-- start of Data supplied --
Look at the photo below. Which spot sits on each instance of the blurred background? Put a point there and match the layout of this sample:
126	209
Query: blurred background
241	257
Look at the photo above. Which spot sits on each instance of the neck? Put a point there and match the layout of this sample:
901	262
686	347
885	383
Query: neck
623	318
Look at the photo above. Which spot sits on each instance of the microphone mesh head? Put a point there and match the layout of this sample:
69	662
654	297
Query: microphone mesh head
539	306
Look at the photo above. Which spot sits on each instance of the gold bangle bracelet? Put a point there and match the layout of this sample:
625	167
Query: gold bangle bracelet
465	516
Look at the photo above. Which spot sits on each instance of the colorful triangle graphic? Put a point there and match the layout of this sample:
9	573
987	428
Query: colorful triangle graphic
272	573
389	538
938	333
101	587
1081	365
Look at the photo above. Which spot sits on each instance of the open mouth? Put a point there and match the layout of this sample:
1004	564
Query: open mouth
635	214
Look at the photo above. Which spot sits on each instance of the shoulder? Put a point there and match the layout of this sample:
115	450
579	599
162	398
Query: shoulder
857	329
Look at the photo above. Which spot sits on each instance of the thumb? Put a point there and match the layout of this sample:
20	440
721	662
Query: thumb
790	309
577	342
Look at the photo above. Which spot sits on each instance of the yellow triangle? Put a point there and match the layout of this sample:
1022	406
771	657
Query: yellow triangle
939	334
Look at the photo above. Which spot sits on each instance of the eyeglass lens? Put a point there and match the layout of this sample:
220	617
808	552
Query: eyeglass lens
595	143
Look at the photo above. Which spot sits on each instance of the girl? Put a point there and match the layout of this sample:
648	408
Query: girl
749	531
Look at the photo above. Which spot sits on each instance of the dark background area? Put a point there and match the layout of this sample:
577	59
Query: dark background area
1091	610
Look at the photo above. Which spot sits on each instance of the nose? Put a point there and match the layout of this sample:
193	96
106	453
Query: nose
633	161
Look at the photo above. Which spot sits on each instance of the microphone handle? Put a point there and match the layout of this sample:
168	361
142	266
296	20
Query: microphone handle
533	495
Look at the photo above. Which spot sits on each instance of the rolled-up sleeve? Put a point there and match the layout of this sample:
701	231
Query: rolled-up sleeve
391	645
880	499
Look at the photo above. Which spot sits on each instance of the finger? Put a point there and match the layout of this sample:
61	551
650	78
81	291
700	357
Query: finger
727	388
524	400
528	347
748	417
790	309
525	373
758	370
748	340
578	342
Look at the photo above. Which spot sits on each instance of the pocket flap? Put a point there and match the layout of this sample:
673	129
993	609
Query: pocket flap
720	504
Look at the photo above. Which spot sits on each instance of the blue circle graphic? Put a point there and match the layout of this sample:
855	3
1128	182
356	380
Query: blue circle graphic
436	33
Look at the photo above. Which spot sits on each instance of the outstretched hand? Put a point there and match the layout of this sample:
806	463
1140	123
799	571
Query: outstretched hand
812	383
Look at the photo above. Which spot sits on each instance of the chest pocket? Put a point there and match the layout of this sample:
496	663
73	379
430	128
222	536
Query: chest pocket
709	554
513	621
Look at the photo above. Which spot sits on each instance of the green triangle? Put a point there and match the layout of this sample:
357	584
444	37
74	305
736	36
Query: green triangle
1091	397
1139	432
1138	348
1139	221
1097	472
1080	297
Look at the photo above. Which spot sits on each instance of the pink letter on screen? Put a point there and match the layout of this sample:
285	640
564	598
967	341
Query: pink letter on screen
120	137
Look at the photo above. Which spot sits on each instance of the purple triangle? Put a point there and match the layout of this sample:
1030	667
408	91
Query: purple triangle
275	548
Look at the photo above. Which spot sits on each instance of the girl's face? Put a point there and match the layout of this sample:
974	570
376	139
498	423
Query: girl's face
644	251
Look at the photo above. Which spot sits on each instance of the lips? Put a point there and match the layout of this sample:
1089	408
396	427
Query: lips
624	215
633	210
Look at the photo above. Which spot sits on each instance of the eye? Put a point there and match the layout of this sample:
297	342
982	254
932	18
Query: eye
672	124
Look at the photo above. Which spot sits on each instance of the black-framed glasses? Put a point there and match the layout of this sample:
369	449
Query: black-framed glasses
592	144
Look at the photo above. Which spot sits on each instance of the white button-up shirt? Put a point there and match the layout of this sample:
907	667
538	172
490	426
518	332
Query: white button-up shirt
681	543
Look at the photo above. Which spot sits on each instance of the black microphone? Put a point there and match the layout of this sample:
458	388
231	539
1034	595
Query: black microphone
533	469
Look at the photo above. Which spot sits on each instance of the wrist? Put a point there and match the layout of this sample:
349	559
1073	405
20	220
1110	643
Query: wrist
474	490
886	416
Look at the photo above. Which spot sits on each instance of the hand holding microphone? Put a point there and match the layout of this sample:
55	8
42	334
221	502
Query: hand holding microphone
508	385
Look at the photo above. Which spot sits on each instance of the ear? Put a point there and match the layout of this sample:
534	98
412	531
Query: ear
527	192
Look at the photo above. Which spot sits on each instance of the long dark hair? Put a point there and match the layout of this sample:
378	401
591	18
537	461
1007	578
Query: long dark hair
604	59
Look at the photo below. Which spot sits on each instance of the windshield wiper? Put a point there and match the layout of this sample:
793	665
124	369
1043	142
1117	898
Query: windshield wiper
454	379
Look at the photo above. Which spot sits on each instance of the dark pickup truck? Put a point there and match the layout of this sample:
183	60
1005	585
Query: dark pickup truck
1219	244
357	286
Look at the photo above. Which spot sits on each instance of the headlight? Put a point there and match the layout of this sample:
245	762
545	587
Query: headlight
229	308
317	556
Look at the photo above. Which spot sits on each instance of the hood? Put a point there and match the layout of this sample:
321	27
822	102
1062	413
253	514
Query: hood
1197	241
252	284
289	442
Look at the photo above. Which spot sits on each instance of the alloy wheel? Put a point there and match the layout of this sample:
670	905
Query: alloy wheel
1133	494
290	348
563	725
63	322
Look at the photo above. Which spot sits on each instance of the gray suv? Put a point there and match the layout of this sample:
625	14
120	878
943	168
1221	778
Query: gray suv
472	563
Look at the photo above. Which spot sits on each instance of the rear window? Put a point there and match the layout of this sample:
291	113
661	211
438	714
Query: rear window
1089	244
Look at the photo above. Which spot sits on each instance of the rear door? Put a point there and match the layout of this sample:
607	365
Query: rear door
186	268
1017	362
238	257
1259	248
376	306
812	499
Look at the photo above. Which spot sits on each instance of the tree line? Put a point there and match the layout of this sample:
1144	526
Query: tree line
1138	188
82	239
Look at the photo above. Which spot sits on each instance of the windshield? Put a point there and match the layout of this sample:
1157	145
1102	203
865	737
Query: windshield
-- end of Data supplied --
Work required:
Set down the listing above in full, please, exactly as it appears.

Solution to this task:
Look at the photo below. Which spot sits on each instance of the blurred background? Put a point there and match the layout of this sample:
126	209
Query: blurred background
241	257
Look at the photo above. Which spot sits on each instance of the neck? Put a point there and match the layout of this sample:
901	262
686	347
885	383
Query: neck
623	318
Look at the photo above. Which spot sits on each instance of the microphone mesh head? Put a point there and match the layout of this sample:
69	662
654	297
Query: microphone mesh head
539	306
Look at the photo above. Which spot sits on each instance of the gold bangle bracelet? Put a point there and match the layout of this sample:
625	167
Query: gold bangle bracelet
465	516
Look at the photo above. Which spot sits on each instance of the colorful triangle graphic? Put a point there and match the layout of this sample:
9	573
987	428
Query: colorful triangle graphic
272	573
389	538
938	333
101	587
1081	365
Look at the photo above. Which spot sits on each instance of the open mouth? Put a point there and match the layout of this sample:
1004	564
Query: open mouth
635	214
Look at the photo above. Which spot sits on each instance of the shoulder? Put a point there and match the layout of this sample:
115	450
579	599
162	398
Query: shoulder
857	329
Look at the photo above. Which spot sits on each instance of the thumb? Put a point there and match the layout of this sample:
20	440
721	662
Query: thumb
790	309
577	342
Look at the photo above. Which spot sits on each instance of the yellow triangle? Put a point there and match the layout of this sample:
1022	406
771	657
Query: yellow triangle
939	334
Look at the photo above. Which spot sits on each instance of the eyeglass lens? Put a point there and match the layout of this sample:
220	617
808	552
Query: eyeglass lens
595	143
Look at the photo above. Which spot sits on each instance of the girl? Put a point there and match the layout of this sample:
648	408
Query: girl
749	531
Look at the photo above. Which spot sits on each instance of the dark background area? Put a point there and match the layout of this sample:
577	59
Query: dark background area
1091	610
Look at the photo above. Which spot sits on each instance of the nose? Put a point there and match the layout of this sample:
193	96
106	453
Query: nose
633	161
Look at the photo above. Which spot sits on each instance of the microphone handle? Put a point there and match the layout of this sample:
168	361
142	266
296	20
Query: microphone handle
533	495
Look at the photo above. Which spot sits on each instance of the rolled-up sleeve? Put a point there and match the layout of this sample:
701	231
Query: rolled-up sleeve
391	645
880	499
Look at the photo above. Which spot sits on each instance of the finger? Put a point there and match the layout of this sample:
61	551
650	78
81	291
700	357
Query: finger
727	388
524	400
528	347
748	417
790	309
525	373
758	370
748	340
578	342
Look at the photo above. Which spot sits on each instance of the pocket flap? Put a point there and match the layout of this sample:
673	129
993	609
Query: pocket flap
720	504
Look at the photo above. Which spot sits on each instance of the blue circle graphic? Put a point there and match the layout of this sample:
855	3
1128	182
356	380
Query: blue circle graphic
436	33
Look at the photo above. Which spot sits on each instance of the outstretched hand? Put a point there and match the layout of this sample:
806	463
1140	123
799	571
Query: outstretched hand
812	383
Look at the photo above. Which spot sits on each instance of the chest pocket? Put a point there and match the layout of this sample:
496	663
73	379
430	128
222	536
Query: chest pocket
709	554
513	621
Look at the photo above. Which spot sits on each instance of the green triangle? Put a point there and match the layout of this sample:
357	584
444	37
74	305
736	36
Query: green triangle
1091	397
1139	432
1138	348
1139	221
1097	472
1080	297
Look at the photo above. Which spot sits on each instance of the pink letter on screen? Put a point there and match the layout of this sample:
285	640
564	598
967	341
Query: pink letter on screen
120	137
Look at the photo above. Which spot sits on each instance of the purple triangle? Put a point there and match the layout of this sample:
1030	667
408	91
Query: purple triangle
275	548
Look at the photo above. Which spot sits on each instance of the girl's face? Put a point there and match the layout of this sample:
974	570
376	139
498	423
Query: girl's face
644	251
Look at the photo above. Which spot sits on each instance of the lips? Put a point there and match the layout of this sample:
1089	408
396	427
Query: lips
624	215
633	210
Look at the photo above. Which spot sits on each instance of the eye? Put a point there and match the layout of this sample:
297	342
982	254
932	18
Query: eye
672	124
Look at the photo above. Which spot sits on each instance of the black-framed glasses? Put a point there and match the layout of this sample:
369	449
Query: black-framed glasses
592	144
Look at the photo above. Which spot sits on each instance of the white button-up shirt? Put a point there and match the layout of this sample:
907	667
538	172
490	426
518	332
Query: white button-up shirt
681	543
Look at the photo above. Which spot sits on each instance of the black microphone? Put a point there and match the layout of this sample:
458	388
231	539
1034	595
Query: black microphone
533	469
Look at the photo above. Which spot sits on each instance of the wrist? Put a point there and match the layout of this sample:
349	559
1073	405
20	220
1110	643
Query: wrist
474	490
886	416
Look at the photo above. Which spot sits on each instance of the hand holding microphone? Put a point there and match the layout of this sample:
55	8
42	334
221	502
Query: hand holding microphone
508	385
Look at the photo above. Which spot sits on each instance of the ear? Put a point there and match the layout of this sample:
534	98
412	531
Query: ear
527	192
Look at the photo above. Which spot sits on each instance of the long dark hair? Put a point there and match the layout of this sample:
378	401
591	18
537	461
1007	578
Query: long dark hair
604	59
Look at the photo below. Which spot sits on each instance of the windshield wiper? Put a point there and match the layout of this sample:
793	665
124	369
1043	142
1117	898
Query: windshield wiper
454	379
Look at the photo above. Which spot sits on each instance of the dark pickup truck? Put a point there and match the layout of this sample:
183	60
1005	585
Query: dark pickup truck
1219	244
357	286
Look at the photo above. Which spot sits on each instance of the headlight? Put a point there and match the layout of this sample:
245	762
545	587
Query: headlight
229	308
317	556
Look at the photo above. Which spot sits on each instance of the hood? Put a point there and match the layout of this sample:
321	27
822	102
1062	413
253	514
Query: hood
1197	241
252	284
289	442
Look at the photo above. Which spot sits on each instance of the alloy wheel? Put a point there and match the layout of this sample:
670	905
Query: alloy wheel
1133	494
290	348
563	725
63	322
Look at the photo above. Which spot sits on each instance of the gray suv? Put a point there and match the layout of this sample:
625	14
120	878
943	168
1221	778
Query: gray suv
472	563
Look at the photo above. Which spot sits on each instance of the rear window? Put a point there and match the layout of this sample:
291	113
661	211
438	714
Query: rear window
1089	244
Look at the photo above. Which spot sits on each instance of the rear door? Put a point there and match the layout of this sample:
607	365
Query: rear door
186	268
1017	362
238	257
1259	248
376	306
812	499
Look at the photo above. Which spot sits on each instance of the tree line? Put a point there and match the layout of this sample:
1144	526
Query: tree line
1138	188
82	239
Look at the photo above. Which spot sits on each instance of the windshield? Put a point there and match the layout of this sample:
1157	145
1102	203
865	737
Query: windshield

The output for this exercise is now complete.